---------- DATA IN THIS EXERCISE

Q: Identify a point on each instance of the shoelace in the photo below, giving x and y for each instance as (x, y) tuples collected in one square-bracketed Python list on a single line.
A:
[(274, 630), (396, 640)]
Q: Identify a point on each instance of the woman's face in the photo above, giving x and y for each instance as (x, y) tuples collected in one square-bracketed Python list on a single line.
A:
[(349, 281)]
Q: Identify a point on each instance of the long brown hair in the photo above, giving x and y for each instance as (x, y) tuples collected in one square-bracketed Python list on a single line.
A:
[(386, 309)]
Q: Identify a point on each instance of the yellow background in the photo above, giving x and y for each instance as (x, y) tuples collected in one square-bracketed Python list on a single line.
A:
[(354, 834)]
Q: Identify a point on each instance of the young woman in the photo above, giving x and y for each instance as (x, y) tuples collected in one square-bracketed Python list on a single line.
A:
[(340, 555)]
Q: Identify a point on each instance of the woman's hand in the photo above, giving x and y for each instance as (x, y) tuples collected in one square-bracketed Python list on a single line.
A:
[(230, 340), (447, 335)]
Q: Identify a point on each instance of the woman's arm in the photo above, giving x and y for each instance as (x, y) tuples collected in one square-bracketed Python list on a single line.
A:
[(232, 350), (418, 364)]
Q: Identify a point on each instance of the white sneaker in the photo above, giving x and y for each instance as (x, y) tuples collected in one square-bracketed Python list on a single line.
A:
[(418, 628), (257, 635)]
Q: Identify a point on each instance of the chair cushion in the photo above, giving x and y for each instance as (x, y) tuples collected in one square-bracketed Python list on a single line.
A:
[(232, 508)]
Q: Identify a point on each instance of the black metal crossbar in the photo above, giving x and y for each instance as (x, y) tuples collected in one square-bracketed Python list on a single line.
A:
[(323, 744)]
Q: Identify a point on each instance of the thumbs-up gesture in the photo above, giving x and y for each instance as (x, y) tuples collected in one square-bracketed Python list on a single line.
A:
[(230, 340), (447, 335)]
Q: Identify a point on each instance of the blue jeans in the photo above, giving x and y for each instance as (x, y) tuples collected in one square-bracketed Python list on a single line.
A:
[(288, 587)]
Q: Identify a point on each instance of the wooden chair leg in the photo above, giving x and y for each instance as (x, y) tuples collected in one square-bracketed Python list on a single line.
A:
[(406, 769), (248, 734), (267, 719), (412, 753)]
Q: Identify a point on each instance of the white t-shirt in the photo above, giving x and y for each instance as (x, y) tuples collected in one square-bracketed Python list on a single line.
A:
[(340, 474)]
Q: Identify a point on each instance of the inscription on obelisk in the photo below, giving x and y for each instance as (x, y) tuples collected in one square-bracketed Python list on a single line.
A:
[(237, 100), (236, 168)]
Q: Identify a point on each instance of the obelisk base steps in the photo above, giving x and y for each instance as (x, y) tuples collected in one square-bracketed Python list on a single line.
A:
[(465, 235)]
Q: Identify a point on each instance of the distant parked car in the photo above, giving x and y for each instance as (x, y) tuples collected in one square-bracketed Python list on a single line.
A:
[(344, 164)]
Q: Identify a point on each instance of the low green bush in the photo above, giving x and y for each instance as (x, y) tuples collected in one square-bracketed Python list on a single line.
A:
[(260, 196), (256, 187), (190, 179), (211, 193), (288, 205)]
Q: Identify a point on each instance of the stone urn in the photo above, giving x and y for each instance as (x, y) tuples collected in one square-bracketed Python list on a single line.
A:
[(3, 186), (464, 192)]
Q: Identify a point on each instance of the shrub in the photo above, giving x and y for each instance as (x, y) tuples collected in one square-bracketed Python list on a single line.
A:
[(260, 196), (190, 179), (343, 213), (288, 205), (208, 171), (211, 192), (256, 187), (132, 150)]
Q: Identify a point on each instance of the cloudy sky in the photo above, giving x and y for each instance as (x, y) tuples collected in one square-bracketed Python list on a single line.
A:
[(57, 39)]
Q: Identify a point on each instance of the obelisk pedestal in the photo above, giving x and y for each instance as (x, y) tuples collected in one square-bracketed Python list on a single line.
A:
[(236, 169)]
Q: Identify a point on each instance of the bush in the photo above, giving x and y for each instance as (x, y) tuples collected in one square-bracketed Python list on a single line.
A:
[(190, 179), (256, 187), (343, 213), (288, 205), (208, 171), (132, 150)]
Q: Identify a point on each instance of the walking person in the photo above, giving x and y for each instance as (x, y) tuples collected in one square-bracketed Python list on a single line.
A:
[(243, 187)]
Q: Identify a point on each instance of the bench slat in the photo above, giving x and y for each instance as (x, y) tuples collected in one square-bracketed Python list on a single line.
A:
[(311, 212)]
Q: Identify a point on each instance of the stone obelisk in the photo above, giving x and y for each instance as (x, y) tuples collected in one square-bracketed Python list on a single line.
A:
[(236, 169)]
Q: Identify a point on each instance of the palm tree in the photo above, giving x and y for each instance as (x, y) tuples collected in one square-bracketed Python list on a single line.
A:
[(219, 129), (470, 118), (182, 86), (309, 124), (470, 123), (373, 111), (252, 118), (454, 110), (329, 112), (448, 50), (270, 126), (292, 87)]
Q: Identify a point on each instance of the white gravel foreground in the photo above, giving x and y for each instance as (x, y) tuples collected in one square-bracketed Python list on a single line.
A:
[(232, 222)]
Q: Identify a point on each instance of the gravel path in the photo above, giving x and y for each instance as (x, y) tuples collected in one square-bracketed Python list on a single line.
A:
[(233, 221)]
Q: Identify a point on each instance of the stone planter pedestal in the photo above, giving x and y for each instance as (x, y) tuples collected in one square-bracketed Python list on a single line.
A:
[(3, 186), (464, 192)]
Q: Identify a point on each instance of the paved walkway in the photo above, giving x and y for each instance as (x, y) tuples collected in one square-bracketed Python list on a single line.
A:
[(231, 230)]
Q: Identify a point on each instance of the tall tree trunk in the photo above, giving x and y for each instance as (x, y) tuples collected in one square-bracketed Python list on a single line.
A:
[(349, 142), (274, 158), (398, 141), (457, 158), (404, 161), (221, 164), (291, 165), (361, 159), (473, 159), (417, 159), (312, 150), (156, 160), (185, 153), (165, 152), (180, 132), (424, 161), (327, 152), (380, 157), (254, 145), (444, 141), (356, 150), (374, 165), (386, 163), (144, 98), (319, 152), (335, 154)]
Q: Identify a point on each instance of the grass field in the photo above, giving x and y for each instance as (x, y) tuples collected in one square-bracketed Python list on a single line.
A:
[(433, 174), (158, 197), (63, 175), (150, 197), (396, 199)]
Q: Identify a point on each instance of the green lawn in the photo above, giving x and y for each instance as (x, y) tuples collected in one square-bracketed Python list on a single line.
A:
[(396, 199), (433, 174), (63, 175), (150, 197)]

--------------------

### ACTIVITY
From the data above, copy each line with the string "bush" in it.

### ANSWER TO THIS TASK
Q: Identify a point on each instance of the low green bush in the photo above, giving x and y for each instance as (x, y) tuples collected in one square-bracketed Python list on a single line.
Q: Identify a point on each instance of the bush in the photo above, giving x and y for each instance as (x, y) tuples collected in one square-bracketed Python list on a single line.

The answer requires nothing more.